Request: Reproduce the following lines word for word, from the first line of the records through the line containing "387,292,414,371", both included.

Input material:
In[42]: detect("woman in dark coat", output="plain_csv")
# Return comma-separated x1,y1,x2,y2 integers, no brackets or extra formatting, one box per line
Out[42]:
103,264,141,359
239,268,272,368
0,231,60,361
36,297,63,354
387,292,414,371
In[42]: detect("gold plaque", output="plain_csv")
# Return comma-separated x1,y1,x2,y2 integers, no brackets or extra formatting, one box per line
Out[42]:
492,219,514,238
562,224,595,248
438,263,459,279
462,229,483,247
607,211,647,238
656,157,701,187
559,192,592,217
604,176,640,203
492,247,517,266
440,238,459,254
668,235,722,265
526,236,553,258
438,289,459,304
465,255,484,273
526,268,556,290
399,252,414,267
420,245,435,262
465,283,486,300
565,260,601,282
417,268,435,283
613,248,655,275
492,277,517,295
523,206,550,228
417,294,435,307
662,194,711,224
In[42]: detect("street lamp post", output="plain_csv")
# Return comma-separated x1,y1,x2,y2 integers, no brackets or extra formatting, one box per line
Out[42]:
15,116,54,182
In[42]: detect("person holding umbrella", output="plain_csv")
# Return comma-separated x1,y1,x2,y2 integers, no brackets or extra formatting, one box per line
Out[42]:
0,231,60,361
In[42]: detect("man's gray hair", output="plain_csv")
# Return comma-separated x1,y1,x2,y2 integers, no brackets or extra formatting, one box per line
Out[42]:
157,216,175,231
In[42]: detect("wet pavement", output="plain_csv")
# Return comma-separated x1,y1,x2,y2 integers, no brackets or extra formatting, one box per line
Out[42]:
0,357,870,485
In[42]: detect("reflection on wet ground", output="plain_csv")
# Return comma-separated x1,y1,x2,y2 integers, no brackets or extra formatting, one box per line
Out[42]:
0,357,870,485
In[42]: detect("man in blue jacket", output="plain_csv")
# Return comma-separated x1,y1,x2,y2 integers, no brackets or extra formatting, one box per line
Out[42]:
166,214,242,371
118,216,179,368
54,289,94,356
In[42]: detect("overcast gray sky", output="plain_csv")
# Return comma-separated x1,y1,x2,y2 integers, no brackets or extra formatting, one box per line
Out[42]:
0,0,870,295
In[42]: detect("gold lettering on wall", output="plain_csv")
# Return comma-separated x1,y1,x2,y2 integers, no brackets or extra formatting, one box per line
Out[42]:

Answer to the task:
In[42]: detect("woman in dark coat", output="plain_csv")
# Return comma-separated x1,y1,x2,y2 integers, no brackets or extra formatting, one box per line
Out[42]:
103,264,141,359
239,268,272,368
0,231,60,361
36,297,63,354
387,292,414,371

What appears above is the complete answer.